Data for review »
--*--

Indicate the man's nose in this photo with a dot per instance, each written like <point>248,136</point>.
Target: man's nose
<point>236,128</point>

--*--

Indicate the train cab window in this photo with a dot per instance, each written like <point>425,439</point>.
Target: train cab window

--*--

From the data above, give the number of lines that hold "like", without anything else.

2